WHAT TO WORK ON -
• A. From the talk about spending and giving away money, list every feeling the speaker says giving money away brings them.
• B. Answer these from the talk about spending and giving away money, one line each:
(i) Above a certain level of wealth, what does the speaker say there is none of?
(ii) What does the speaker do with the money left after spending?
(iii) Does the speaker give money away anonymously?
• C. Write what comes next in the talk about spending and giving away money, picking up right after its final sentence.

But once you get above a certain level of wealth,
there's no incremental happiness.
So I'm a material consumptive person.
I love to spend money.
I'm really good at it. I'm outstanding at spending money. I really enjoy things. I think there's
amazing things you can do with your kids, with your wife. And so I spend a shit ton of money,
and then whatever's left, I give away. And every year, I'm determined to maintaining the same number
in terms of my wealth, because I think anything above a certain number is really infecting America
in terms of income inequality. Spend money, it puts it back into the economy, give money away. There's a lot
of amazing charities out there. And I don't even do it out of ethics. I do it because it makes me
feel masculine and relevant and like a baller. I love it because it makes me feel strong and like
I'm important. I don't give money away anonymously. I'm not that nice. I want people to know.
I want to show up. I want to shake their hand. I want them to be impressed and laugh at my jokes.

GIVEN RECORDS -
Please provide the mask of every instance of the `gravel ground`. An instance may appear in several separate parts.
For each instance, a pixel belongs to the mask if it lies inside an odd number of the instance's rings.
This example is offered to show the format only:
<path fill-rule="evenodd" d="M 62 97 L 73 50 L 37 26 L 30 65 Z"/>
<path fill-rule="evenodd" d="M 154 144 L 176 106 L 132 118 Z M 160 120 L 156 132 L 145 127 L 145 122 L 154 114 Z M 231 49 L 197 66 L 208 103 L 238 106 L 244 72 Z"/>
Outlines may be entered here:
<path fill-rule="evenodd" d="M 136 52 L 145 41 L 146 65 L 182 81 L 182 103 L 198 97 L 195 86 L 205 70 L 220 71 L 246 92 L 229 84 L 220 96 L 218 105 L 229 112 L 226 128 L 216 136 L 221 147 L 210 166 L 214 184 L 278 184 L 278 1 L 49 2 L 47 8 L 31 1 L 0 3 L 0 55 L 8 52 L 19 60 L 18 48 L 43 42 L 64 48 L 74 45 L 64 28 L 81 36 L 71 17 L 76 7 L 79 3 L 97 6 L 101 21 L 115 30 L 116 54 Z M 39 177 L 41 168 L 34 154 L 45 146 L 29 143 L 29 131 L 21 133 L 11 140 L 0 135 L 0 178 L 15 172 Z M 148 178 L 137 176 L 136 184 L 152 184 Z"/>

ANSWERS BY ITEM -
• A.
masculine
relevant
like a baller
strong
like I'm important

• B.
(i) Incremental happiness.
(ii) Gives it away.
(iii) No.

• C.
Or I spend it. But I have not taken, I am, I am not living in my old neighborhood. We live a
crazy lifestyle. And I think the downside of that is I'm setting the bar too high for my kids. So I have
And I don't know. I don't know if it's the right way. Sometimes I worry, maybe I've screwed up. But we take a, my attitude is, you know, I'm going to squeeze so much juice out of this lemon. I'm just going to, I'm really going to consume. That sounds awful. I hear myself talking and it sounds terrible. But yeah, we're not, we're not back in Tarzana where I grew up. We're just not. I don't think there's anything wrong with that. I think that's the whole freedom of it. Yeah. And you're real about it. And I know. I know.
I know you have to hop, but what resonating message before we go, Scott?
What, you know, when you reflect on your way you were parented and you reflect on your parenting,
what's the resonating message?
What's the observable?
So what's the teachable moment?
It's a generous question, and it's an obvious question.
I don't know if that.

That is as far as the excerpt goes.